• **PROVIDED DATA**
□ □ □ □

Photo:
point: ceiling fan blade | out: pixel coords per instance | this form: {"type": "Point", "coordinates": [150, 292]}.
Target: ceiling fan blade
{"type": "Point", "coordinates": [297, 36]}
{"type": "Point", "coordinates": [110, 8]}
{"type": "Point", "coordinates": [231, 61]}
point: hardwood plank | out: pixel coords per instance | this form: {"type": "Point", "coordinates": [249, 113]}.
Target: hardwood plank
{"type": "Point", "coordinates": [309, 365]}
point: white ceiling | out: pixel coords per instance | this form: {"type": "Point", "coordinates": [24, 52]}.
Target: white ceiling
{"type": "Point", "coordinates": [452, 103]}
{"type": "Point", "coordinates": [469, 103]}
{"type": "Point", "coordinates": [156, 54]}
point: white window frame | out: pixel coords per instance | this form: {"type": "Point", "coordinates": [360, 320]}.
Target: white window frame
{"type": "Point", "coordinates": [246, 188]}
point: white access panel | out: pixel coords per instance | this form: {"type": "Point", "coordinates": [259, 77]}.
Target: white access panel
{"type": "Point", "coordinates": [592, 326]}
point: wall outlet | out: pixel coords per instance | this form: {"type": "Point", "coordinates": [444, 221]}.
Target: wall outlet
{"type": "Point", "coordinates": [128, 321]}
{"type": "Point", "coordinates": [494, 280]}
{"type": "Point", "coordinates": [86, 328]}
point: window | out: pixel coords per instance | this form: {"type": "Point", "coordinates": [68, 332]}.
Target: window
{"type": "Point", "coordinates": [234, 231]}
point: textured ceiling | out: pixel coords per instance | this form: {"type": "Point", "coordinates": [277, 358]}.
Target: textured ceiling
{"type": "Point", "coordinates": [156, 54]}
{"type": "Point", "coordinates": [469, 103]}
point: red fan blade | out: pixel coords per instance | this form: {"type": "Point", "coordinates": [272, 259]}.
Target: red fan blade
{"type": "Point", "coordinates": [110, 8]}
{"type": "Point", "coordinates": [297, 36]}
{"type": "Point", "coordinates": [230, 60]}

□ □ □ □

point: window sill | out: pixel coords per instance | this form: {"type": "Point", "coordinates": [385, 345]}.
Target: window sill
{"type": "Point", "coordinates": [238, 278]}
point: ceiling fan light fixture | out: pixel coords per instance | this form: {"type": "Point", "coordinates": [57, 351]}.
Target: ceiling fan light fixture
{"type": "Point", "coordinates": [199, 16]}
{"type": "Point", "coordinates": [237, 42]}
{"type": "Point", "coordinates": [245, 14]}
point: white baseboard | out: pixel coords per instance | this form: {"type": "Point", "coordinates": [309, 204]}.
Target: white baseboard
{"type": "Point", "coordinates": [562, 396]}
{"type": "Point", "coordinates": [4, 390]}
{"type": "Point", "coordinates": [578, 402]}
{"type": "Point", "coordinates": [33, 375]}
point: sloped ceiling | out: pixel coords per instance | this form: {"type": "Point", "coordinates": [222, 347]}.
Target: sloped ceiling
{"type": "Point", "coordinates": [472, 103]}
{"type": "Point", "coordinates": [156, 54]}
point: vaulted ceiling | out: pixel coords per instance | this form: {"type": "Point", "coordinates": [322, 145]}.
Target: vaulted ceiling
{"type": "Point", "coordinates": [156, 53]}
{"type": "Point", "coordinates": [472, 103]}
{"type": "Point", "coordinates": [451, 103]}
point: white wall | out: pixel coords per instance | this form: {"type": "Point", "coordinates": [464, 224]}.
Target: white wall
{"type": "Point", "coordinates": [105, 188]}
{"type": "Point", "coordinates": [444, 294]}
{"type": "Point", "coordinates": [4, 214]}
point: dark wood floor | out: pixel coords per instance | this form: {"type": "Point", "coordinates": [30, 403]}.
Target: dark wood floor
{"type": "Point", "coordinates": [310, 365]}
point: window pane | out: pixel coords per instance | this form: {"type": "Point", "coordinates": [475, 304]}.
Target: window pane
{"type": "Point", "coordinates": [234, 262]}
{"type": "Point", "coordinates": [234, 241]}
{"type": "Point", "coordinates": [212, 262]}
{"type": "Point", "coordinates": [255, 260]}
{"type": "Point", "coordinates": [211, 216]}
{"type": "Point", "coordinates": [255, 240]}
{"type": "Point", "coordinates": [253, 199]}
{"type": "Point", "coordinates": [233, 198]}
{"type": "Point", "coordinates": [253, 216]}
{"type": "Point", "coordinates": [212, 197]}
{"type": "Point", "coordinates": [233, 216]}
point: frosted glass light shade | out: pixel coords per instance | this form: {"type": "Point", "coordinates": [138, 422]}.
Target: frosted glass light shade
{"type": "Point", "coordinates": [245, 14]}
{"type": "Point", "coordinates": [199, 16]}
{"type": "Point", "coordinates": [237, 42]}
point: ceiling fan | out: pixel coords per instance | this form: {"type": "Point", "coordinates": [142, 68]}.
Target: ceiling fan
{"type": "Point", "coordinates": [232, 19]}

□ □ □ □

• **TASK GOAL**
Would you please repeat exactly the lines above, starting at the line with "Target: vaulted ceiling" and stopping at the line with "point: dark wood", both included?

• **WRITTEN SOLUTION**
Target: vaulted ceiling
{"type": "Point", "coordinates": [156, 53]}
{"type": "Point", "coordinates": [472, 103]}
{"type": "Point", "coordinates": [451, 103]}
point: white wall | out: pixel coords per instance | this form: {"type": "Point", "coordinates": [464, 224]}.
Target: white wall
{"type": "Point", "coordinates": [105, 188]}
{"type": "Point", "coordinates": [444, 294]}
{"type": "Point", "coordinates": [4, 214]}
point: dark wood floor | out: pixel coords per instance | this form: {"type": "Point", "coordinates": [30, 403]}.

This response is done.